[İşaretleme kayıtları]
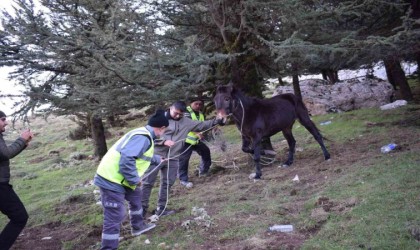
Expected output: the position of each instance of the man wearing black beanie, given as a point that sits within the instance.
(169, 146)
(119, 177)
(10, 204)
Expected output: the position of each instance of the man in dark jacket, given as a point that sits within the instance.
(10, 204)
(169, 146)
(194, 143)
(119, 178)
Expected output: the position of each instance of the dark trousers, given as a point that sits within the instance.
(201, 150)
(12, 207)
(168, 172)
(115, 212)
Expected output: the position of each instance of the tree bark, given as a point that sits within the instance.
(388, 70)
(281, 82)
(396, 73)
(98, 136)
(418, 65)
(295, 82)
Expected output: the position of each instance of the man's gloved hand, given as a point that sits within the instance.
(221, 121)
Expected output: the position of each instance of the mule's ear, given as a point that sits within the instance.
(230, 86)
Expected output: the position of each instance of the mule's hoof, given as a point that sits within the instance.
(254, 176)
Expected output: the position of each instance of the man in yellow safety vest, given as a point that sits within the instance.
(119, 177)
(194, 143)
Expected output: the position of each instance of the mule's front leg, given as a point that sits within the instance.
(257, 157)
(245, 145)
(292, 144)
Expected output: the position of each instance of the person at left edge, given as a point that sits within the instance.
(119, 178)
(10, 204)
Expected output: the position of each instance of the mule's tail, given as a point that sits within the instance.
(303, 116)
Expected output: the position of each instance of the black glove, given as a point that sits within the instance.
(221, 121)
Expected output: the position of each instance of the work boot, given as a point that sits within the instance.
(187, 184)
(204, 174)
(161, 211)
(143, 229)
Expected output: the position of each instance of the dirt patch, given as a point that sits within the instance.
(54, 235)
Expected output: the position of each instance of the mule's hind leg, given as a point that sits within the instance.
(256, 145)
(245, 145)
(287, 133)
(310, 126)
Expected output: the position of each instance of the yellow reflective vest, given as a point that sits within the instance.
(110, 163)
(192, 138)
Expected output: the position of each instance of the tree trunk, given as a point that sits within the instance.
(98, 136)
(295, 82)
(418, 65)
(245, 76)
(388, 70)
(396, 73)
(281, 82)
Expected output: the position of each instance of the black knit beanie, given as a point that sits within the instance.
(158, 119)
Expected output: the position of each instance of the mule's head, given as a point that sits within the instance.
(224, 101)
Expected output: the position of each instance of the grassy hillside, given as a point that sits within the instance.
(360, 199)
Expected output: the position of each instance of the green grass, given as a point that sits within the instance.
(385, 186)
(389, 206)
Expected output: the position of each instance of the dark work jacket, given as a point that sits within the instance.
(7, 153)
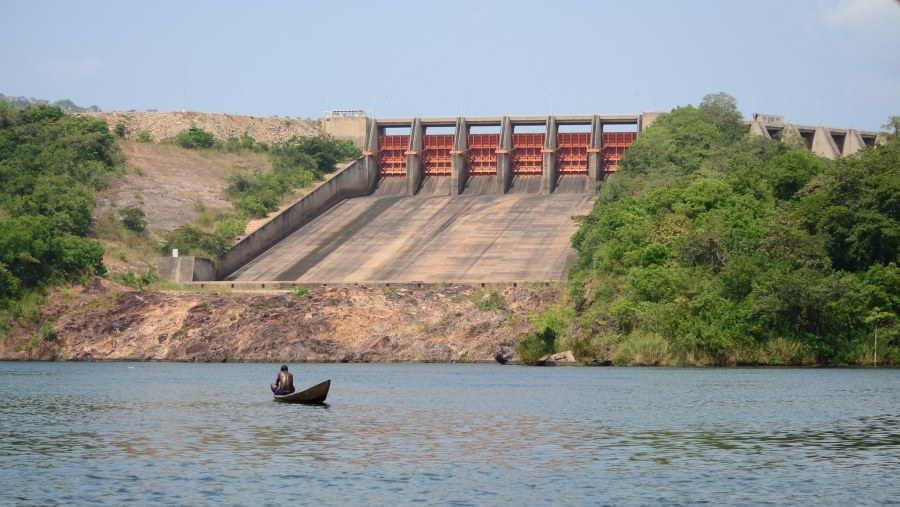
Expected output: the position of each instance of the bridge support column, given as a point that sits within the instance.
(414, 167)
(550, 173)
(823, 144)
(504, 156)
(595, 155)
(459, 172)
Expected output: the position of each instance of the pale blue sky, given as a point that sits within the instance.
(835, 62)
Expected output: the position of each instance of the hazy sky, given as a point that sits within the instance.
(835, 62)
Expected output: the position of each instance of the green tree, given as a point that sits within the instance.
(195, 137)
(133, 219)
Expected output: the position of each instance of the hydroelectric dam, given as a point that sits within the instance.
(476, 201)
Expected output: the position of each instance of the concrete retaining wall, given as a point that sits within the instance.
(358, 180)
(185, 269)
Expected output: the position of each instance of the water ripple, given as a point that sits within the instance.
(450, 434)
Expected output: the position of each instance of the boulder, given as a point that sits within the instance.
(559, 359)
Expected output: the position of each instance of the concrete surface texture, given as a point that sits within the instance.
(460, 239)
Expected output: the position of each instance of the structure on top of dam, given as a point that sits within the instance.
(458, 200)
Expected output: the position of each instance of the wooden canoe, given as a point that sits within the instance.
(315, 394)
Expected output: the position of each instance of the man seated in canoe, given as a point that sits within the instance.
(284, 383)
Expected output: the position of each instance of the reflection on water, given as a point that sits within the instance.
(463, 434)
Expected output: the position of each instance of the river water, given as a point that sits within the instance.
(447, 434)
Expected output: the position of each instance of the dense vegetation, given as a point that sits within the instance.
(297, 163)
(51, 165)
(713, 247)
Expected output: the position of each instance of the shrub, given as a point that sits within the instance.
(133, 219)
(195, 137)
(645, 350)
(493, 300)
(532, 346)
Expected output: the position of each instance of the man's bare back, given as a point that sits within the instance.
(284, 383)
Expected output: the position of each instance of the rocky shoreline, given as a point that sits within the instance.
(107, 322)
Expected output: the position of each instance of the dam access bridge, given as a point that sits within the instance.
(479, 201)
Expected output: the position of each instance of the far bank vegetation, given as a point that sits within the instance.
(714, 247)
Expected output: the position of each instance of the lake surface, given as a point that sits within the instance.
(448, 434)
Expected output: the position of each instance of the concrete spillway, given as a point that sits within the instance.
(467, 238)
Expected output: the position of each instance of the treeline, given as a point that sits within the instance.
(51, 166)
(65, 104)
(713, 247)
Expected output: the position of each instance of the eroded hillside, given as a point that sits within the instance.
(104, 321)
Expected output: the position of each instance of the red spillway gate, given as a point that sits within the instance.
(436, 157)
(526, 154)
(571, 153)
(391, 155)
(614, 146)
(482, 154)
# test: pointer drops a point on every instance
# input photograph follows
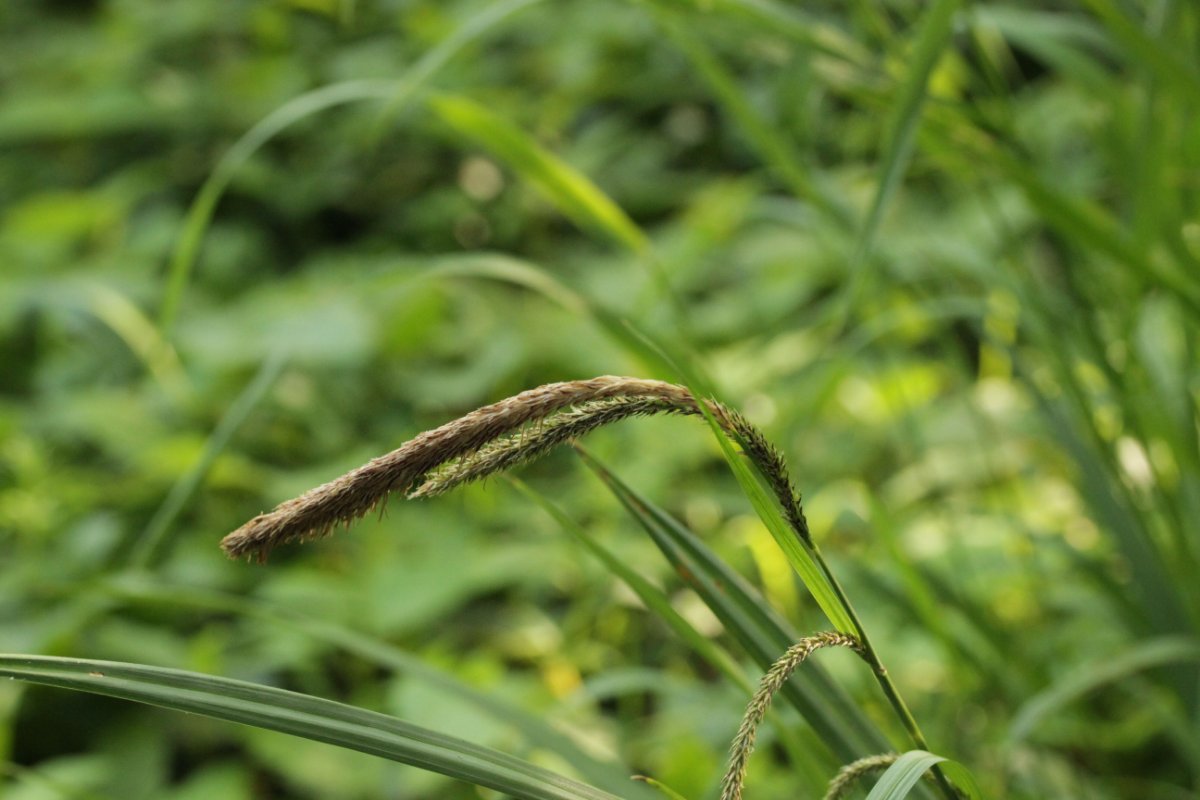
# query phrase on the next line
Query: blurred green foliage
(945, 254)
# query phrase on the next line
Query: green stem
(881, 673)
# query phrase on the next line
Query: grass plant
(943, 256)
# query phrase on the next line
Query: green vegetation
(945, 256)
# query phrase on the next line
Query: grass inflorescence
(495, 438)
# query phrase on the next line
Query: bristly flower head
(491, 439)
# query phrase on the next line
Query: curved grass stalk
(525, 426)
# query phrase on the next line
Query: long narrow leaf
(840, 725)
(534, 729)
(901, 777)
(301, 715)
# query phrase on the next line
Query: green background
(947, 256)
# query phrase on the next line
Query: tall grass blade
(751, 621)
(901, 777)
(301, 715)
(532, 728)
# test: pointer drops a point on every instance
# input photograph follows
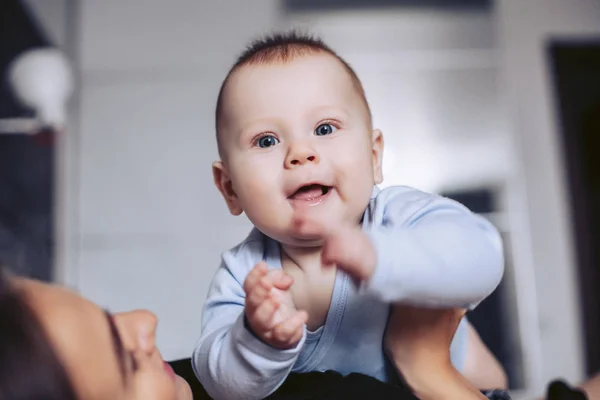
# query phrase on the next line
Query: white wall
(543, 240)
(149, 224)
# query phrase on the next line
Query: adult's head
(55, 345)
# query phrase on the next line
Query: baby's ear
(225, 186)
(377, 151)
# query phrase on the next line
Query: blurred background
(107, 140)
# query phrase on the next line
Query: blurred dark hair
(29, 367)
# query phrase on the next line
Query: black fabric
(559, 390)
(331, 385)
(328, 385)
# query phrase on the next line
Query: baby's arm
(422, 250)
(229, 360)
(432, 251)
(480, 366)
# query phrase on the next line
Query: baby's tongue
(308, 193)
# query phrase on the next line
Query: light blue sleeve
(230, 362)
(458, 347)
(432, 251)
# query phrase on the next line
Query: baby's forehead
(310, 66)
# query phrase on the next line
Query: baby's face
(297, 141)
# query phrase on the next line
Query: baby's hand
(273, 319)
(345, 246)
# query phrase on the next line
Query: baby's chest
(312, 293)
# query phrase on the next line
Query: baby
(310, 289)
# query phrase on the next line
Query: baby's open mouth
(310, 192)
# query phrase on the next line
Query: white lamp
(42, 79)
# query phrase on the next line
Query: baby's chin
(299, 241)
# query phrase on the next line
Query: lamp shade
(42, 79)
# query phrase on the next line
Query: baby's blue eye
(267, 141)
(325, 129)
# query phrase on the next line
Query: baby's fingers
(262, 318)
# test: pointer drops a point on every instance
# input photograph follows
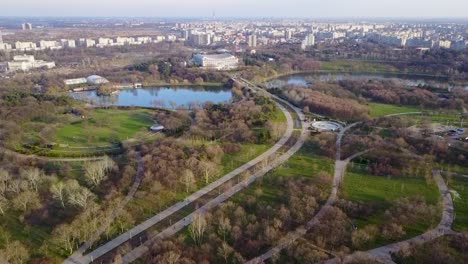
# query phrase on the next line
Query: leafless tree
(197, 228)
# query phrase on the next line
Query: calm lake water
(410, 80)
(159, 96)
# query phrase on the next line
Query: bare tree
(77, 195)
(188, 180)
(33, 176)
(225, 251)
(58, 192)
(197, 228)
(26, 200)
(3, 204)
(5, 178)
(224, 227)
(95, 172)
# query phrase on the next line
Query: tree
(95, 172)
(58, 192)
(33, 176)
(77, 195)
(197, 228)
(209, 170)
(26, 200)
(15, 253)
(65, 236)
(171, 257)
(188, 180)
(224, 227)
(5, 177)
(3, 204)
(225, 251)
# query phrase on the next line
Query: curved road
(78, 257)
(107, 222)
(340, 167)
(24, 156)
(383, 253)
(141, 250)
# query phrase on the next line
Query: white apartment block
(25, 46)
(83, 42)
(144, 40)
(49, 44)
(5, 46)
(104, 42)
(68, 43)
(444, 44)
(27, 62)
(216, 61)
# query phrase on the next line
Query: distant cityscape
(253, 34)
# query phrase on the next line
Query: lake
(304, 79)
(166, 97)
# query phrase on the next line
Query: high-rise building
(200, 39)
(308, 41)
(252, 40)
(26, 26)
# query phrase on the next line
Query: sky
(239, 8)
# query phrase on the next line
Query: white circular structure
(96, 79)
(327, 126)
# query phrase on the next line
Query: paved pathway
(384, 253)
(136, 184)
(109, 246)
(24, 156)
(340, 167)
(141, 250)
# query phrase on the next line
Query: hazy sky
(238, 8)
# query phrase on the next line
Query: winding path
(171, 230)
(115, 213)
(340, 167)
(383, 253)
(24, 156)
(78, 257)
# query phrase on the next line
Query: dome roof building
(96, 79)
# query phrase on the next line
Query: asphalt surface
(78, 256)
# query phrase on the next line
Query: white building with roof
(25, 46)
(96, 79)
(28, 62)
(224, 61)
(49, 44)
(68, 43)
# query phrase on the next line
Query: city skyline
(241, 8)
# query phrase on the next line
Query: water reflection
(168, 97)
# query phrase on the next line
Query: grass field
(382, 192)
(378, 110)
(104, 126)
(460, 185)
(305, 164)
(356, 66)
(365, 188)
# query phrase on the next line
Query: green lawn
(382, 192)
(368, 188)
(104, 126)
(460, 185)
(378, 109)
(305, 163)
(356, 66)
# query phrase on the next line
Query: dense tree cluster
(393, 92)
(324, 104)
(234, 233)
(245, 120)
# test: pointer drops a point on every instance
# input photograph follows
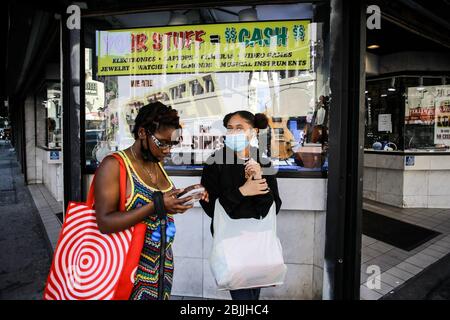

- [Yapılacak görev] Yukarıdaki öğelerde "jacket" kelimesini içeren kaç satır bulunduğunu belirtin. Yalnızca sayıyı yazın.

- [Görevin sonucu] 2